[WHAT THE TASK ASKS] Starting at the line containing "x=253, y=28" and ending at the line containing "x=242, y=292", print every line of the material below exactly, both ends included, and stop there.

[EXTRACTED DATA]
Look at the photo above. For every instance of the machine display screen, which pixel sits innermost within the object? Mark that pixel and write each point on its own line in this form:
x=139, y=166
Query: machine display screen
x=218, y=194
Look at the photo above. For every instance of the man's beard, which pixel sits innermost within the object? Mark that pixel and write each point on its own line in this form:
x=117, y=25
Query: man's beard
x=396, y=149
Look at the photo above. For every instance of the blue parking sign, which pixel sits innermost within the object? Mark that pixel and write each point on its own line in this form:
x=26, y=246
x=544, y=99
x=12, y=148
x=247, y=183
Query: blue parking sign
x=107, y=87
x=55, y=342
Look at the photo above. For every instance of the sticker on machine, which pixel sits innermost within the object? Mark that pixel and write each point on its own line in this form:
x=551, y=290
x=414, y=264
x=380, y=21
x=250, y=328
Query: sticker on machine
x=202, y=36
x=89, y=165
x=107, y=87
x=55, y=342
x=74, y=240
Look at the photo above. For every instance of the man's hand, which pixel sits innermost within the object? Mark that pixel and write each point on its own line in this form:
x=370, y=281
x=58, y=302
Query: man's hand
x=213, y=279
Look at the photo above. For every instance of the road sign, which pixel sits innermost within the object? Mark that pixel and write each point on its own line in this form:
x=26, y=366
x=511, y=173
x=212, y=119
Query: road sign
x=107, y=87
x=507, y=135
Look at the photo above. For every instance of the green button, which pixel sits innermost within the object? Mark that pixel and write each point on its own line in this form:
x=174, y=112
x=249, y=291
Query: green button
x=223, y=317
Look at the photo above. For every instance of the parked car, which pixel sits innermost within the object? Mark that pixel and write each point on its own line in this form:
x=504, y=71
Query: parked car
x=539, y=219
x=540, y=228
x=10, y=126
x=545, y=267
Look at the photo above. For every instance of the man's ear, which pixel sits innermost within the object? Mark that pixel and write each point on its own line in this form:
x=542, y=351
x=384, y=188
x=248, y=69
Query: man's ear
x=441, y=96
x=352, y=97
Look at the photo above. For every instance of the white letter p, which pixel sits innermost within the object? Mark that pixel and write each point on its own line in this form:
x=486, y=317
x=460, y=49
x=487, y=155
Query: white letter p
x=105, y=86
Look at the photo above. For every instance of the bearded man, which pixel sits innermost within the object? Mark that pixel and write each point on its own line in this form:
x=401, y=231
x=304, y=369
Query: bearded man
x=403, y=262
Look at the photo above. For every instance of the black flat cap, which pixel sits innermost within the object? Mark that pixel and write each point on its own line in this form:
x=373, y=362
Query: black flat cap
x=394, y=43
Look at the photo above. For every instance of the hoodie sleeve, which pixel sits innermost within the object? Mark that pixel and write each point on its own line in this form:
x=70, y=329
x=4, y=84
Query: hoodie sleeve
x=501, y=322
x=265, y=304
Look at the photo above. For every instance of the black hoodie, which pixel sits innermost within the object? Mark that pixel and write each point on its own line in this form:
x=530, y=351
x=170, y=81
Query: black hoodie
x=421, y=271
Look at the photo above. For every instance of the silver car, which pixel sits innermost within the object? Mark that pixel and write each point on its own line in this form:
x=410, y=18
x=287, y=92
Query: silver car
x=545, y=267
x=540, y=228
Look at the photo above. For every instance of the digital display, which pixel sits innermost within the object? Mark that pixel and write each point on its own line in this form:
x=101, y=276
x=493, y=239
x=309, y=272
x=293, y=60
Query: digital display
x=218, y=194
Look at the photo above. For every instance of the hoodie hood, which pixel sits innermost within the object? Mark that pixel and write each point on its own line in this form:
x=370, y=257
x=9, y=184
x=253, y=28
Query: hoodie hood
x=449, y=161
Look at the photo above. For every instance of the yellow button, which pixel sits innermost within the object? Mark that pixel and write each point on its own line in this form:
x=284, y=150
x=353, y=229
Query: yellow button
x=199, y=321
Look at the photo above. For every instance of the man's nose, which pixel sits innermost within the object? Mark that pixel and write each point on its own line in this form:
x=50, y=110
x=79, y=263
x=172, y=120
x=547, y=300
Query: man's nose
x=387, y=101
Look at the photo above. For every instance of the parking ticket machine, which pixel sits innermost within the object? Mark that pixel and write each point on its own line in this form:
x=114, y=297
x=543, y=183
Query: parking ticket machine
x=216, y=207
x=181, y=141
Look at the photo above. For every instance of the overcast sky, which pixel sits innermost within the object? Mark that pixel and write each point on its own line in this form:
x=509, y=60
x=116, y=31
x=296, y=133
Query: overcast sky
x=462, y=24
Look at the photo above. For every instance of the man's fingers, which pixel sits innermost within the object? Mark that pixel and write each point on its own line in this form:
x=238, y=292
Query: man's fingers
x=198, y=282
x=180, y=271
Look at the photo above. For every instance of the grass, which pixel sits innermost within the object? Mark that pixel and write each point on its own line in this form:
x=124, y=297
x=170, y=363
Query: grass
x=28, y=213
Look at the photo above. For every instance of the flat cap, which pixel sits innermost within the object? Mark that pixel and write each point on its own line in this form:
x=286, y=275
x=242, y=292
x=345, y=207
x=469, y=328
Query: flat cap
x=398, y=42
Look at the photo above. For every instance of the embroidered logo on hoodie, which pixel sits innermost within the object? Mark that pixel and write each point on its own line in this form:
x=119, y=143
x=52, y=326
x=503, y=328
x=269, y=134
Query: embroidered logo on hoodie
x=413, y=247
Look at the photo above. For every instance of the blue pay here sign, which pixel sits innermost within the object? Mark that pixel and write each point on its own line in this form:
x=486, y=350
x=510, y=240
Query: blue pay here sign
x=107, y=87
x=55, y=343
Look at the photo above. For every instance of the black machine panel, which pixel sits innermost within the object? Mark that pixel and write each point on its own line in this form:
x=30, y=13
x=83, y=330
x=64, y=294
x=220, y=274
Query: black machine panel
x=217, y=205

[TASK RESULT]
x=253, y=28
Query: hoodie hood
x=449, y=161
Look at the photo above. For every instance of the yellow button, which pixel sits innermost within the object? Mark that pixel and write each point on its own line in this form:
x=284, y=150
x=353, y=229
Query: yellow button
x=199, y=321
Look at the photo above. For every instance of the man's nose, which pixel sits innermost within the object? Mark that pixel and write each point on its own line in this form:
x=50, y=110
x=79, y=263
x=172, y=120
x=547, y=300
Query: man's nose
x=387, y=101
Look at the photo above. For every instance of the parking ticket machine, which pixel sits innermost within the object? Mark that pixel and write each point on its own line in this form:
x=114, y=297
x=543, y=183
Query: parking ticket machine
x=216, y=207
x=181, y=141
Look at the photo above. For every instance of the overcast sky, which pixel sits innermost within the object? Mark that pixel and write each point on its own line in this form:
x=509, y=60
x=116, y=31
x=296, y=133
Query: overcast sky
x=462, y=24
Look at the photo above. For every instance of the man's fingers, which pixel sits innermost within the object? Mark that pixel and write each point on its own line in this form:
x=238, y=292
Query: man's fingers
x=198, y=282
x=180, y=271
Look at the photo above. For every instance of the grass, which pixel sits innermost within the object? Mark that pixel and write each point on its own line in this form:
x=124, y=297
x=170, y=363
Query: grass
x=28, y=213
Look at the photo above. For every instance of the flat cap, which pixel sits innermost within the object? Mark that pixel and write each point on its own line in this form:
x=286, y=275
x=242, y=292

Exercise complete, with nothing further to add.